# [Your instructions]
In the entries below, change every "marker" to "dot" and give the lines again with everything else as it was. Leave the pictures out of your answer.

══ Dataset extract

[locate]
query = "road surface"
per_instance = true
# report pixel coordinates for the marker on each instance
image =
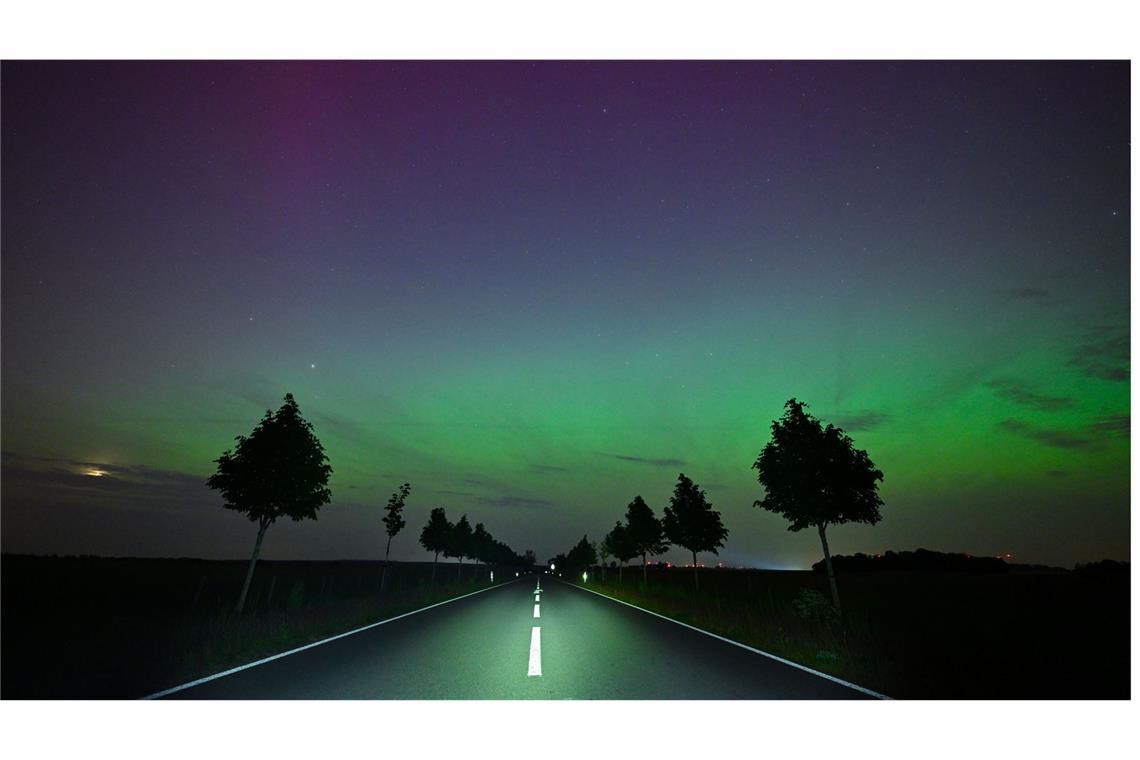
(516, 643)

════

# [Worked answer]
[locate]
query = "road surface"
per_instance = true
# report pixel coordinates for the dot on each instance
image =
(516, 643)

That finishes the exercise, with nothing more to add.